**Exercise requirements:** Each entry must appear again exactly as it does in the source.

**Data:**
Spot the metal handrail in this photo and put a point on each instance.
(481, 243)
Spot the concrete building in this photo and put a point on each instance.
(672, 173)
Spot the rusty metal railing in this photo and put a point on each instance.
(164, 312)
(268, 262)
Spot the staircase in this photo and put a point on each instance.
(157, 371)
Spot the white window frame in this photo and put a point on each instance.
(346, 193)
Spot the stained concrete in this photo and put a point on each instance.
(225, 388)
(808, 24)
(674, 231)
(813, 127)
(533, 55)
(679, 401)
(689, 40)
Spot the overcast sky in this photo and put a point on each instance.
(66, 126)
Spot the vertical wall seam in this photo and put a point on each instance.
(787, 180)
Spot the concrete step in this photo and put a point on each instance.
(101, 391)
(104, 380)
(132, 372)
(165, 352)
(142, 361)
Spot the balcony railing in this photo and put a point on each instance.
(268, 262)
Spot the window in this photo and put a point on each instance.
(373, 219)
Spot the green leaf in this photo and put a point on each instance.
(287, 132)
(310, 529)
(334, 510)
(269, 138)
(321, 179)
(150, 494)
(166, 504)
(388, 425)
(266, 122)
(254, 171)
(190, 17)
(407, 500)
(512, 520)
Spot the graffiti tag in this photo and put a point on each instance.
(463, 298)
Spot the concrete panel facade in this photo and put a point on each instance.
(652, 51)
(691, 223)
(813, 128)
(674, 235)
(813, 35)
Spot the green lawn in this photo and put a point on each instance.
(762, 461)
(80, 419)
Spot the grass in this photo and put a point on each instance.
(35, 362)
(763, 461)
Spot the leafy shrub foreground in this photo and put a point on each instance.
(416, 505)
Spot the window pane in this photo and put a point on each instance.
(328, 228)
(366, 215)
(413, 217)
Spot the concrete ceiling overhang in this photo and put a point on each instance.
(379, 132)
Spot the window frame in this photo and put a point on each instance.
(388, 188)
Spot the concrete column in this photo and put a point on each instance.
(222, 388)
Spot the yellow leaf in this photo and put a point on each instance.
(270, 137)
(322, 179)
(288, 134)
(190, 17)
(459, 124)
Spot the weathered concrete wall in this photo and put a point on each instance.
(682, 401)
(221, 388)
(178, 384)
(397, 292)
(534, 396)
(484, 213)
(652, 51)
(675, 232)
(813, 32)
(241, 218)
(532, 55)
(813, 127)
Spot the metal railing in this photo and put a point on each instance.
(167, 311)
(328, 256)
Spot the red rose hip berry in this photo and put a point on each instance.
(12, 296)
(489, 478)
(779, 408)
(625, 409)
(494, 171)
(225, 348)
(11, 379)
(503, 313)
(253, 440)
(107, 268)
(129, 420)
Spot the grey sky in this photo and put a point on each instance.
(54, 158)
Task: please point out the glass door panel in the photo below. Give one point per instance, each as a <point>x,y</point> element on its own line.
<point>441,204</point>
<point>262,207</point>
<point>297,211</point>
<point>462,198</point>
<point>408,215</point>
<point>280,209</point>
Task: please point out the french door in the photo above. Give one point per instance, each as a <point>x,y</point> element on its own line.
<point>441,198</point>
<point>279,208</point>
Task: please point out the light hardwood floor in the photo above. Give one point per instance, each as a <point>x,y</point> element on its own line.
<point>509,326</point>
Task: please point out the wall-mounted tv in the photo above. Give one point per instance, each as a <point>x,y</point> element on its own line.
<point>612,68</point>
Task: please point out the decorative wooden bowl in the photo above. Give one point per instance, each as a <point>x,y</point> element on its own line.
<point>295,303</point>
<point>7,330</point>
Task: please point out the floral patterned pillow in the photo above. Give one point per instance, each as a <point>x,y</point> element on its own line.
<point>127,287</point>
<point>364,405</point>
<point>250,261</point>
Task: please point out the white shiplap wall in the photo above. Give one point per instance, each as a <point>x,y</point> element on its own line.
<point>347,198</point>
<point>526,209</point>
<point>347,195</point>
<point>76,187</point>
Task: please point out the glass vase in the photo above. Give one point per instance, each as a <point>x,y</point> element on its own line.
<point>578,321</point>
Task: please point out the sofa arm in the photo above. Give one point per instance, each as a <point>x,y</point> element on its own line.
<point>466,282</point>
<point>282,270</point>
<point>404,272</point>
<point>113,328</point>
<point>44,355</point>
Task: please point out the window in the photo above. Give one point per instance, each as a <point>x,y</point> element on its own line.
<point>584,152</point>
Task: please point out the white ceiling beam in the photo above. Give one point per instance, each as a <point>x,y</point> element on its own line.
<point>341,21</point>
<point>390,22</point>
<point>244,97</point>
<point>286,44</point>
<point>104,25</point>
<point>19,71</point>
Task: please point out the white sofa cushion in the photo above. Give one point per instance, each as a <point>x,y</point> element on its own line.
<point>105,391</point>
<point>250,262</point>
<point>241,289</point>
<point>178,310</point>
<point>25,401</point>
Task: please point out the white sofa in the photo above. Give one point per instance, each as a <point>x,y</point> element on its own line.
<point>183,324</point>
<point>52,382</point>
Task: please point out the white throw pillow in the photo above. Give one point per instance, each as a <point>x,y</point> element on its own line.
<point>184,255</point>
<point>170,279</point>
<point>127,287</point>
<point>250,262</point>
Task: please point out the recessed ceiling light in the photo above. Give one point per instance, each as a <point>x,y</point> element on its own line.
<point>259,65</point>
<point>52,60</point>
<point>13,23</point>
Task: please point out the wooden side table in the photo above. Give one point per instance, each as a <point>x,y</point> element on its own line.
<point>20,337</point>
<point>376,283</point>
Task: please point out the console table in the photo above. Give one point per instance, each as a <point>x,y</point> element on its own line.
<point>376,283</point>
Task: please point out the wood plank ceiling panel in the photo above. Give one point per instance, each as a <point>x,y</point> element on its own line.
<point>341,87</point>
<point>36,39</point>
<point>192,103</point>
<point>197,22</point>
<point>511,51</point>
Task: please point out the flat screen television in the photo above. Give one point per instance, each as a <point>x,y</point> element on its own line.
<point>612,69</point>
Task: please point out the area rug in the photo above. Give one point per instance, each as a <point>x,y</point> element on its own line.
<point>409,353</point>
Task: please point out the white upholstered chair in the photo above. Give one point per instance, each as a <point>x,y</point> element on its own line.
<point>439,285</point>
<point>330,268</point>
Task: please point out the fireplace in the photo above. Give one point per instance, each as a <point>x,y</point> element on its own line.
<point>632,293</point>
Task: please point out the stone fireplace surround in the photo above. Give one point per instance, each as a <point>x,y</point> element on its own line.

**Solved problem:**
Spot the metal handrail in this photo and put a point on each instance.
(481, 243)
Spot the concrete building in this photo and put a point on each instance.
(672, 173)
Spot the rusty metal railing in this photo and put a point on each instance.
(164, 312)
(268, 262)
Spot the staircase in this photo and put a point on each instance.
(157, 371)
Spot the white window frame in this photo and put a point on each instance.
(346, 193)
Spot the stained concrete in this photo and put a point on each instance.
(225, 388)
(808, 24)
(674, 231)
(813, 127)
(533, 55)
(679, 401)
(689, 40)
Spot the overcast sky in this photo and put a point on each instance.
(66, 126)
Spot the vertical wall seam in this photo and put a point on each instance.
(787, 180)
Spot the concrete step in this photo and put a point on each instance.
(101, 391)
(104, 380)
(132, 372)
(165, 352)
(142, 361)
Spot the balcony railing in this photo and put a point on each instance.
(268, 262)
Spot the window in this photo and put a point on each instance.
(373, 219)
Spot the green leaf in this photo and put a point on each instance.
(287, 132)
(310, 529)
(334, 510)
(269, 138)
(321, 179)
(150, 494)
(166, 504)
(388, 425)
(266, 122)
(254, 171)
(190, 17)
(407, 500)
(512, 520)
Spot the graffiti tag in this photo and put a point on each instance.
(463, 298)
Spot the concrete panel facade in this photo and put a point on each instance.
(652, 51)
(691, 223)
(813, 128)
(674, 235)
(813, 35)
Spot the green lawn in this photo and put a point on each instance.
(762, 461)
(80, 419)
Spot the grass in this photo and put a point on each instance.
(35, 362)
(763, 461)
Spot the leafy shrub foreground in this photo and put a point on each instance.
(416, 505)
Spot the window pane in this photo and put a point on each instance.
(328, 228)
(366, 215)
(413, 217)
Spot the concrete ceiling overhang in this photo and put a point on each instance.
(379, 132)
Spot the window frame in this photo and put a point on each instance.
(388, 188)
Spot the concrete column in this photo and put a point on each instance.
(222, 388)
Spot the yellow leaf in this photo and put a point on each instance.
(270, 137)
(322, 179)
(288, 134)
(190, 17)
(459, 124)
Spot the weathered concrete wall in this photo and put a point on each instance.
(682, 401)
(221, 388)
(178, 384)
(397, 292)
(534, 396)
(484, 213)
(652, 51)
(675, 232)
(813, 32)
(241, 218)
(532, 55)
(813, 127)
Spot the metal railing in this photo and put a point on each instance.
(167, 311)
(328, 256)
Spot the red rose hip berry in this photo and put a point on each instance.
(12, 296)
(489, 478)
(779, 408)
(625, 409)
(494, 171)
(225, 348)
(11, 379)
(503, 313)
(253, 440)
(107, 268)
(129, 420)
Spot the grey sky in this photo and put a point on each instance.
(54, 158)
Task: please point out the glass door panel in the photo below. Give one point per instance, each as a <point>x,y</point> element on its own line.
<point>441,204</point>
<point>262,207</point>
<point>297,211</point>
<point>462,198</point>
<point>408,215</point>
<point>280,209</point>
Task: please point out the french door in the photo above. Give one point per instance, each as a <point>x,y</point> element on its own line.
<point>441,198</point>
<point>279,208</point>
Task: please point out the light hardwood floor in the photo above. Give one point per instance, each as a <point>x,y</point> element on its own line.
<point>509,326</point>
Task: please point out the wall-mounted tv in the photo above. Give one point per instance, each as a <point>x,y</point> element on its own line.
<point>612,68</point>
Task: please point out the decorative wooden bowl in the photo above. Give one point per instance, each as a <point>x,y</point> element on its own line.
<point>295,303</point>
<point>7,330</point>
Task: please point out the floral patterned pillow in the photo above. Give one point per instance, each as a <point>x,y</point> element on its own line.
<point>127,287</point>
<point>364,405</point>
<point>250,261</point>
Task: please point out the white shiplap wall in the photo above. Give one point per instance, each as a <point>x,y</point> element on its own line.
<point>347,198</point>
<point>526,209</point>
<point>347,195</point>
<point>76,187</point>
Task: please point out the glass vase in the photo above. Give one point per instance, each as a <point>x,y</point> element on its own line.
<point>578,321</point>
Task: please point out the sofa arm in the photo above. Give one point per instance, each as a <point>x,y</point> element on its own line.
<point>466,282</point>
<point>282,270</point>
<point>404,272</point>
<point>113,328</point>
<point>44,355</point>
Task: please point out the window in the photo above. Give one point per instance, each as a <point>x,y</point> element on its own line.
<point>584,152</point>
Task: please point out the white ceiling beam in the photo above. Give one point per instance, each as a <point>x,y</point> element on its own line.
<point>341,21</point>
<point>390,22</point>
<point>244,97</point>
<point>286,44</point>
<point>104,25</point>
<point>19,71</point>
Task: please point out the white sofa cushion in the photo above. Give one point per instance, each as a <point>x,y</point> element on its own line.
<point>105,391</point>
<point>250,262</point>
<point>241,289</point>
<point>178,310</point>
<point>25,401</point>
Task: please point out the white sofa in the photo above. Give one point per instance, each as a <point>x,y</point> element on its own line.
<point>183,324</point>
<point>52,382</point>
Task: please point out the white throw pillow in the photo above. Give one point per instance, each as a <point>x,y</point> element on its own line.
<point>184,255</point>
<point>170,279</point>
<point>127,287</point>
<point>250,262</point>
Task: please point out the recessed ceiling light in the photo above. Give one point per instance, each as a <point>x,y</point> element on its own line.
<point>259,65</point>
<point>52,60</point>
<point>13,23</point>
Task: please point out the wooden side table in the photo above. Give one point per instance, each as a <point>x,y</point> element on its own line.
<point>20,337</point>
<point>376,283</point>
Task: please point out the console table in the photo above. Give one point per instance, each as a <point>x,y</point> element on its own line.
<point>376,283</point>
Task: please point out the wood plank ceiling panel in the photo above. Give one point per instance, each as a <point>x,y</point> element on its own line.
<point>341,87</point>
<point>36,39</point>
<point>192,103</point>
<point>197,22</point>
<point>511,51</point>
Task: please point out the flat screen television in the photo above. Give one point per instance, each as a <point>x,y</point> element on its own line.
<point>612,69</point>
Task: please point out the area rug in the photo above. Give one point per instance, each as a <point>x,y</point> element on its own line.
<point>409,353</point>
Task: please point out the white upholstered chair in the photo above. Give one point per instance, each as a <point>x,y</point> element on its own line.
<point>439,285</point>
<point>330,268</point>
Task: please point out the fireplace in the photo above. Give one point per instance, each as a <point>x,y</point> element on its own line.
<point>632,293</point>
Task: please point out the stone fireplace surround in the photo above. Give one point per instance, each as a <point>x,y</point> element on its own line.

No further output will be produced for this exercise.